Given task
Rewrite all the records below, replacing each "spot" with "locate" and leaving everything else unchanged.
** Start of Information supplied **
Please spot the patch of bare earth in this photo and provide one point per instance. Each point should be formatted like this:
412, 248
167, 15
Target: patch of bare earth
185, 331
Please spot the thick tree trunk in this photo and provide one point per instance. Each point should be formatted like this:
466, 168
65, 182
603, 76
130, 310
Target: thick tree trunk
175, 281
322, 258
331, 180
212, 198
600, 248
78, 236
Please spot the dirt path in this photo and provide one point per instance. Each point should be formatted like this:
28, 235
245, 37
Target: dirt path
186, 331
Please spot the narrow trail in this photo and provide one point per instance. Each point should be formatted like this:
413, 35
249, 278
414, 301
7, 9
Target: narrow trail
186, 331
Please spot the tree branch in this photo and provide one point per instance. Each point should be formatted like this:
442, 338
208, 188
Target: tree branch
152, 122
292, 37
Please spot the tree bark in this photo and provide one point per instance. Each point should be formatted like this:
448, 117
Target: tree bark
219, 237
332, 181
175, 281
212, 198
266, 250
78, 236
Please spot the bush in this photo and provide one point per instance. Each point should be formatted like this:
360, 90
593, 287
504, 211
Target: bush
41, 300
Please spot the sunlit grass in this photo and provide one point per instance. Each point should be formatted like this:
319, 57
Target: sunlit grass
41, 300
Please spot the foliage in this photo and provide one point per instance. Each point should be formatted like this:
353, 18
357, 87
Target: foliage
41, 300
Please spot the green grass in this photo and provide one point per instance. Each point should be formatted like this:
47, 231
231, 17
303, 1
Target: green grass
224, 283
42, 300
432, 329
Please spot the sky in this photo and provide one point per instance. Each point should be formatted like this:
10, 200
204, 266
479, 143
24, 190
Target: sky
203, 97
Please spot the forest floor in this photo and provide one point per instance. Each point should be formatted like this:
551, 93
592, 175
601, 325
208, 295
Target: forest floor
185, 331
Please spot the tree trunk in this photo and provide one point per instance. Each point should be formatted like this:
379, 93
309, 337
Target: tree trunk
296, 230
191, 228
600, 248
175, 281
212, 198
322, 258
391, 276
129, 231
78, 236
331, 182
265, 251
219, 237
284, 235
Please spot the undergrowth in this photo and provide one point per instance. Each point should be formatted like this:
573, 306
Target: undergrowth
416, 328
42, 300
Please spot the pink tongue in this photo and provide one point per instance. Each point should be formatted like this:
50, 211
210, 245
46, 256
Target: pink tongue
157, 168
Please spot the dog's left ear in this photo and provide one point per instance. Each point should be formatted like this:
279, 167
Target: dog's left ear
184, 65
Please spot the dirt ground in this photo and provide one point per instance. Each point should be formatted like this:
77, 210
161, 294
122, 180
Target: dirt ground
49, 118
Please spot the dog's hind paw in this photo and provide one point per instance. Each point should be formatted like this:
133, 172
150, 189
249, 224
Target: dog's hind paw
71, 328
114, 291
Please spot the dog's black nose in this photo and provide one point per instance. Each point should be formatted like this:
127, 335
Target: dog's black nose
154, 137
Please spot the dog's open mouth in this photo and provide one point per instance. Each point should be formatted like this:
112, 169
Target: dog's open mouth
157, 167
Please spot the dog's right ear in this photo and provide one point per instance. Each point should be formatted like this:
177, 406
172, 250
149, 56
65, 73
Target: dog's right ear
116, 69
** End of Information supplied **
Output of the exercise
Please locate the patch of bare earth in this photo and provide one point per instance. Each point should be formatted like this:
412, 248
167, 15
Target: patch of bare earth
185, 331
Please locate the thick tree trunk in this photo and provide one point per instance. Each point should be formatted like this:
466, 168
65, 182
603, 76
130, 310
Target: thick tree trunk
175, 281
322, 258
331, 180
212, 198
600, 248
78, 236
Please locate the dirt path in this photo and provide one point per instance. Each point should be formatted like this:
28, 235
245, 37
Target: dirt path
186, 331
Please locate the narrow trail in this photo and provide one point per instance. Each point should be formatted like this:
413, 35
249, 278
414, 301
7, 9
Target: narrow trail
186, 331
Please locate the tree branch in this photo and provide one point per instance. Each point should be formatted like this:
442, 338
208, 188
Target: tree branch
152, 122
292, 37
Please locate the tree bark in this photo and provide one point per instance. Each point should be formatted like this:
448, 117
Target: tree bark
219, 237
332, 181
175, 281
212, 198
266, 250
78, 236
Please locate the bush in this photo and provide one point per instance. Each point should be formatted like this:
360, 90
593, 287
504, 211
Target: bush
41, 300
Please locate the sunlit grass in this photo and provide one point per instance. Each point should be formatted like this:
319, 57
Target: sunlit grass
41, 300
Please locate the foliage in this photo and provide one point per instance. Each point should be formatted like this:
353, 18
357, 87
Target: foliage
41, 300
Please locate the green grass in this photo and provide one point per instance. Each point should be formatted like this:
47, 231
231, 17
303, 1
Target: green grass
224, 283
42, 300
432, 329
Please locate the sky in this photo and provide one point per instance. Each point should be formatted like this:
10, 200
204, 266
479, 143
24, 190
Target: sky
203, 97
Please locate the forest floor in this photo and provide one point per instance. Each point should be formatted like this:
551, 93
592, 175
601, 325
208, 295
Target: forest floor
185, 331
Please locate the tree trunk in this photo and provide one point per instance. Each point should be formatted like this:
379, 93
309, 337
Target: tree trunk
296, 230
191, 228
600, 248
175, 281
212, 198
322, 258
391, 276
129, 231
78, 236
331, 182
265, 251
219, 237
284, 235
Please locate the undergrowth in this photo and provide one point per instance. Each point should be formatted like this:
573, 306
Target: undergrowth
416, 328
42, 300
Please locate the pink tongue in this photo and provide one point per instance. Each point should be formatted like this:
50, 211
210, 245
46, 256
Target: pink tongue
157, 168
Please locate the dog's left ear in this photo and provide one point per instance. Each point should be formatted like this:
279, 167
Target: dog's left ear
184, 65
Please locate the dirt ground in this photo and provide one point per instance. Each point should be formatted like this:
77, 210
161, 294
122, 180
Target: dirt ground
49, 118
Please locate the dog's hind paw in this photo and provide one point per instance. Each point should be formatted like this:
133, 172
150, 189
249, 224
Target: dog's hind paw
71, 328
114, 291
Please locate the dog's black nose in this photo and provide one point per instance. Each point should be formatted like this:
127, 335
Target: dog's black nose
154, 137
Please locate the dog's open mouth in this photo and provide one point per instance. Each point should be formatted like this:
112, 169
Target: dog's open mouth
157, 167
Please locate the dog's right ear in this photo and provide one point per instance. Each point should be formatted like this:
177, 406
172, 250
149, 56
65, 73
Target: dog's right ear
116, 69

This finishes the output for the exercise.